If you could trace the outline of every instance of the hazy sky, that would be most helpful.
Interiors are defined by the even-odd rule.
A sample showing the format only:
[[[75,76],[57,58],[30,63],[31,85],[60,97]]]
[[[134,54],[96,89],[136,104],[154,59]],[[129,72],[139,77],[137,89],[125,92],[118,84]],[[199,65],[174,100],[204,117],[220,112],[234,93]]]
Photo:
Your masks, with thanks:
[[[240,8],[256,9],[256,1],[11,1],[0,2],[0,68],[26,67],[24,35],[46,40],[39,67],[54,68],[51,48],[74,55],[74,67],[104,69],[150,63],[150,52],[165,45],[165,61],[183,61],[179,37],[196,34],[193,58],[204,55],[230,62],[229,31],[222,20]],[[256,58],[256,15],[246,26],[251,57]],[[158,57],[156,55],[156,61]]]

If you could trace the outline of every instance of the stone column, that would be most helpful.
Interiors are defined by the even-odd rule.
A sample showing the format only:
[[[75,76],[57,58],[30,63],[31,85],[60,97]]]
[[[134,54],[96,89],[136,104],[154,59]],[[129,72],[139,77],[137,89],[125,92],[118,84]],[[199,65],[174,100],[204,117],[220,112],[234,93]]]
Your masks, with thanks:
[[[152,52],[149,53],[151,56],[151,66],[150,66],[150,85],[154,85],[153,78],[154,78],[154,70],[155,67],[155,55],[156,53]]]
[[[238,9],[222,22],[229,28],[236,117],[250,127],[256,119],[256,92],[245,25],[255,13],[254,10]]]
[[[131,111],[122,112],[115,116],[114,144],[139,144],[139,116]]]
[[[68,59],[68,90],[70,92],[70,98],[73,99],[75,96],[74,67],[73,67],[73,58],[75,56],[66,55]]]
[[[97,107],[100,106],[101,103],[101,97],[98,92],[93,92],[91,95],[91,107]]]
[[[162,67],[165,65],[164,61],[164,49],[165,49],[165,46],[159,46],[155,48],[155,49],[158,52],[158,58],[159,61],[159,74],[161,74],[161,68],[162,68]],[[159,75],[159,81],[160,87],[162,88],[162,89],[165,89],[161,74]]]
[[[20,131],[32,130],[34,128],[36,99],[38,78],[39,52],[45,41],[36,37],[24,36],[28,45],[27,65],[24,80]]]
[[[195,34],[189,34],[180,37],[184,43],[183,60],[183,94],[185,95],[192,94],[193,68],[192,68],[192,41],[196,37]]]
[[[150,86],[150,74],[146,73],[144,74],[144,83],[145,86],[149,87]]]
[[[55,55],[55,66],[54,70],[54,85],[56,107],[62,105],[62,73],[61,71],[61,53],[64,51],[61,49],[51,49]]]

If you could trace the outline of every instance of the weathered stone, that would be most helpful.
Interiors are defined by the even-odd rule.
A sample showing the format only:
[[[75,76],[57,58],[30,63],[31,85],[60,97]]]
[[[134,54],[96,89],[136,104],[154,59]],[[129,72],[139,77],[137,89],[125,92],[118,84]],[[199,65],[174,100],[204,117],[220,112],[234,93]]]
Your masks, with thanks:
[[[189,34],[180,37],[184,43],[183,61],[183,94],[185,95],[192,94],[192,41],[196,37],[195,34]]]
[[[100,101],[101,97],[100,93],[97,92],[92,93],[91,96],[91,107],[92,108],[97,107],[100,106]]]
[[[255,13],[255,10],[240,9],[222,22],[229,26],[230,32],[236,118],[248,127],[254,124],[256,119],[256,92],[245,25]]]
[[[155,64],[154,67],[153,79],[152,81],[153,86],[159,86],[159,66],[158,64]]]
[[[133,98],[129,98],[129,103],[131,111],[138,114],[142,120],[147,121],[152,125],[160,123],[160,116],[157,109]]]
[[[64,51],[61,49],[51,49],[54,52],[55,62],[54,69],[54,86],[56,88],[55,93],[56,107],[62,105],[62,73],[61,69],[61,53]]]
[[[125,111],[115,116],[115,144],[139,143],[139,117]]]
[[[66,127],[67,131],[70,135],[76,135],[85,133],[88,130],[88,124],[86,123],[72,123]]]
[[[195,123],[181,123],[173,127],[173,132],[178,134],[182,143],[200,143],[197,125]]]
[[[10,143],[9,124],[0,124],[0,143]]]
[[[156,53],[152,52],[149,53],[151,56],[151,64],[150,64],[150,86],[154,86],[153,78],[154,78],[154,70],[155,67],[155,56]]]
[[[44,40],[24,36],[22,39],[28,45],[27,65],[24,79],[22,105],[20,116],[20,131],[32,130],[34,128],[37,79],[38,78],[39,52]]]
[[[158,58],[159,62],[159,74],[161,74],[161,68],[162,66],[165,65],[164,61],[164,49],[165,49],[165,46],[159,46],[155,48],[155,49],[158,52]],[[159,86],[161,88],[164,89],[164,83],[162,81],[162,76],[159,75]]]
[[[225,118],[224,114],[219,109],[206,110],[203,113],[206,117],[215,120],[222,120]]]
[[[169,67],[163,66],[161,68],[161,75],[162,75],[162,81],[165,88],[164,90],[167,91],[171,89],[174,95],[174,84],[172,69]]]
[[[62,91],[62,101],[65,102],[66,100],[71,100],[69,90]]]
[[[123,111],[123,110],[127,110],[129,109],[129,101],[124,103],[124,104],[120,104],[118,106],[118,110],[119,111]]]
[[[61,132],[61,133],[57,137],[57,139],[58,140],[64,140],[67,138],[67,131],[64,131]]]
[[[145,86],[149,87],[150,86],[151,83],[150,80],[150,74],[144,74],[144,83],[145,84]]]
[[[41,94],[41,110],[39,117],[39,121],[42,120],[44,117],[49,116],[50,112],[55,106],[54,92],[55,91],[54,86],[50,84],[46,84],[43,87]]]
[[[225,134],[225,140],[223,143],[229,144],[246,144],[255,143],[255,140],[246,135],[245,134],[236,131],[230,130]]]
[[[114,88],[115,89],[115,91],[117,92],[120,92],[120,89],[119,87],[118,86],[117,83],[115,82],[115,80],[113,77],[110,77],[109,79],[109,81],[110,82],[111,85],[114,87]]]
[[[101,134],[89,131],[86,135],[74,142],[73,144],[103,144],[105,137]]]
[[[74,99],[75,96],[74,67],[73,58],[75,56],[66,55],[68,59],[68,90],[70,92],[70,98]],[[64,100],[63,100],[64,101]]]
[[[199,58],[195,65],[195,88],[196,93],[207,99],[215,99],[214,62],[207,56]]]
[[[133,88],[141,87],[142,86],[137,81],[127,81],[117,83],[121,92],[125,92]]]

┄┄┄┄┄┄┄┄┄┄

Exercise objective
Copy the lines above without any change, from the line with "column, that would be most helpful." up to and including the line with "[[[131,111],[122,112],[115,116],[114,144],[139,144],[139,116]]]".

Exercise result
If you could trace the outline of every instance of the stone column, that would be most helpful.
Interiors are defined by the even-odd rule.
A sample showing the format only:
[[[75,76],[57,58],[30,63],[31,85],[60,97]]]
[[[134,54],[96,89],[136,104],[154,59]],[[129,72],[139,77],[137,89],[125,92],[118,84]],[[199,65],[174,100],[204,117],[220,112],[234,93]]]
Your masks, with thanks:
[[[152,52],[149,53],[151,56],[151,66],[150,66],[150,85],[154,85],[153,78],[154,78],[154,70],[155,67],[155,55],[156,53]]]
[[[238,9],[222,22],[229,28],[236,117],[250,127],[256,119],[256,92],[245,25],[255,13],[254,10]]]
[[[131,111],[122,112],[115,116],[114,144],[139,144],[139,116]]]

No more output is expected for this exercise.